### Description of the task
In the records below, copy the lines from the one with "Emit one marker per instance in this form: [(305, 40)]." through the one with "[(420, 102), (267, 50)]", keeping both of those lines and changing nothing.

### Records for this exercise
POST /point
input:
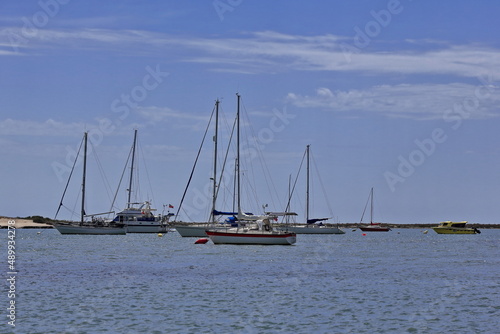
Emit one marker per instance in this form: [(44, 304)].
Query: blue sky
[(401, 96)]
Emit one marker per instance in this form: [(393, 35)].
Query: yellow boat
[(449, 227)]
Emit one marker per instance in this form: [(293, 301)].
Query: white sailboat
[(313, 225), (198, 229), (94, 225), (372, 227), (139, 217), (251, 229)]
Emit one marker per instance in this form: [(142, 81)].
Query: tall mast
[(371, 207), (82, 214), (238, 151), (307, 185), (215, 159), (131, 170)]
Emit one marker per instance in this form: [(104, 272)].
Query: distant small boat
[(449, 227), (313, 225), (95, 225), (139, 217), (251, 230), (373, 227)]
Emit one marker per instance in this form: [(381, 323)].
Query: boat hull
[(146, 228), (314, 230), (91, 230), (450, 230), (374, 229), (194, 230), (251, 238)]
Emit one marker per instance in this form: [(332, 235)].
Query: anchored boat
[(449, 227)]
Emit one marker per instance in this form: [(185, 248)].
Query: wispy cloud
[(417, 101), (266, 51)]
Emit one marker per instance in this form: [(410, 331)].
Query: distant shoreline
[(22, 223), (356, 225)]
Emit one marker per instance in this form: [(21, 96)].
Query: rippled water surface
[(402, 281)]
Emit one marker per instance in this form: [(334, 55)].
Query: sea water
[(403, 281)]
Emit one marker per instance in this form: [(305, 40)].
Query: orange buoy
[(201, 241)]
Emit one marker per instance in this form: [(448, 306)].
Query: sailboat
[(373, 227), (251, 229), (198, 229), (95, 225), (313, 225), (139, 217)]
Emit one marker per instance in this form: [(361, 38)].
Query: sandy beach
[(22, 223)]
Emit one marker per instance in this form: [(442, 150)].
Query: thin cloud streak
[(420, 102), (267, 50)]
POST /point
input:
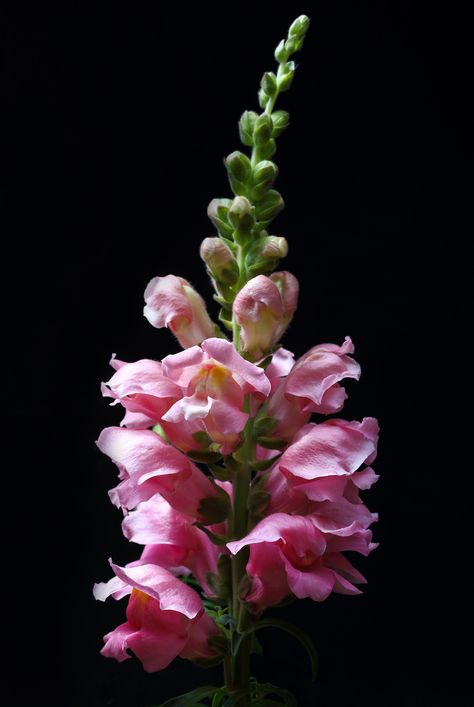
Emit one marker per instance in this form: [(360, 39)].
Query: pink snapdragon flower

* * *

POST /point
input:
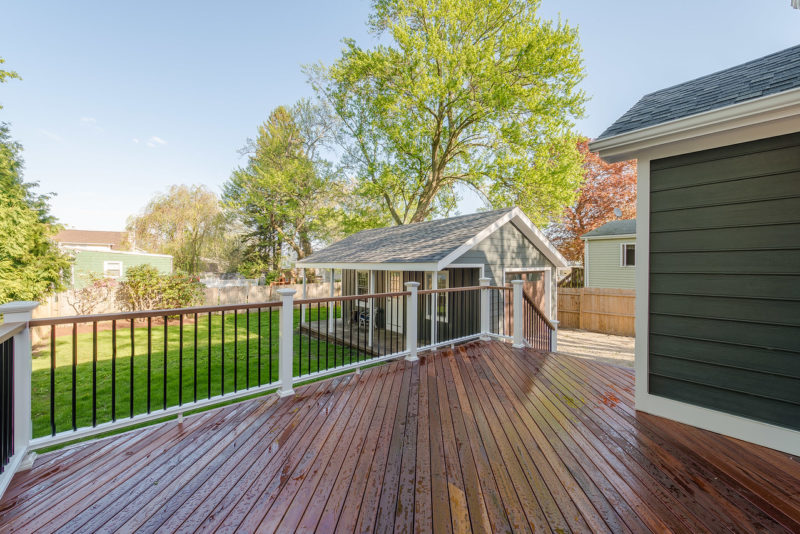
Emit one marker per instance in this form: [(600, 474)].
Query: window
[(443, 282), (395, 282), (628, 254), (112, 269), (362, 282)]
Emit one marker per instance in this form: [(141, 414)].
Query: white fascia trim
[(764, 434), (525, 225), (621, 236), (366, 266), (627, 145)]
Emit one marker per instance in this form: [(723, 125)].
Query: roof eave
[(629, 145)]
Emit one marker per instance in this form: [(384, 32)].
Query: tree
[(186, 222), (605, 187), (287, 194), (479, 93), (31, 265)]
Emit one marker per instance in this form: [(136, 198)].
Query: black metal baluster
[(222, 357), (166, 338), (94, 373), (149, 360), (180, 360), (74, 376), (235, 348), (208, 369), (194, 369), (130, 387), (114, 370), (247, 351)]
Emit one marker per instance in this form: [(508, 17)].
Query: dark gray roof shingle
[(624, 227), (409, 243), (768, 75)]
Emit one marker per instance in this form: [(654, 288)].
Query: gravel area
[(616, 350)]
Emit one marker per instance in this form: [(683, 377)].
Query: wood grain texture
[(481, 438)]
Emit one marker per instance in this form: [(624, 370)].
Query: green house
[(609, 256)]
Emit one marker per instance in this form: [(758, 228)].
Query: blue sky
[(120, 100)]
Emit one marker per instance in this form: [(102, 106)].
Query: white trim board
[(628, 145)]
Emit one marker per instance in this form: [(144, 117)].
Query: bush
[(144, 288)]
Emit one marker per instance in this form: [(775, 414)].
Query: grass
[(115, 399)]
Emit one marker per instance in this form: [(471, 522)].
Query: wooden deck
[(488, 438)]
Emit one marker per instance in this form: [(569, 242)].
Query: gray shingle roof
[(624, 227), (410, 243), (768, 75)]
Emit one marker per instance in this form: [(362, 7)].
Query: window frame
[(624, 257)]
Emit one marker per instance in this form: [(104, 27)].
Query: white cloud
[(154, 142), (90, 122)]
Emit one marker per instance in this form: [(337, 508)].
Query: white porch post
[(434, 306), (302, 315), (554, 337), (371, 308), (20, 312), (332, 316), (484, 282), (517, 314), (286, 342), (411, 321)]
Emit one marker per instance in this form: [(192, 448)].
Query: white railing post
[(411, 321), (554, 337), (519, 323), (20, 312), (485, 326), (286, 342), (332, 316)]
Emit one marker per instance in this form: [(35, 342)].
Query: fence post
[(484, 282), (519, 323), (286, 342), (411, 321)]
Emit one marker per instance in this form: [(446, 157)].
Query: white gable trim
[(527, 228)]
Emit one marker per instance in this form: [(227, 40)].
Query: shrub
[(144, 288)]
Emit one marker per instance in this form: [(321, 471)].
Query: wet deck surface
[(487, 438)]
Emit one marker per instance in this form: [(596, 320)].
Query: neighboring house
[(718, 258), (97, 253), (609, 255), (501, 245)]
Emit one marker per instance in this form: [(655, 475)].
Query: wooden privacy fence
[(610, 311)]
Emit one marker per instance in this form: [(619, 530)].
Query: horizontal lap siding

### Written reply
Emit one marker per instance in this form: [(305, 40)].
Query: orange buoy
[(201, 241)]
Emit one marker per instance in this form: [(448, 306)].
Query: sailboat
[(373, 227), (251, 229), (198, 229), (95, 225), (313, 225), (139, 217)]
Emit one marker per instance in this form: [(361, 38)].
Query: sandy beach
[(22, 223)]
Emit one marker per instance in this form: [(442, 150)].
Query: thin cloud streak
[(420, 102), (267, 50)]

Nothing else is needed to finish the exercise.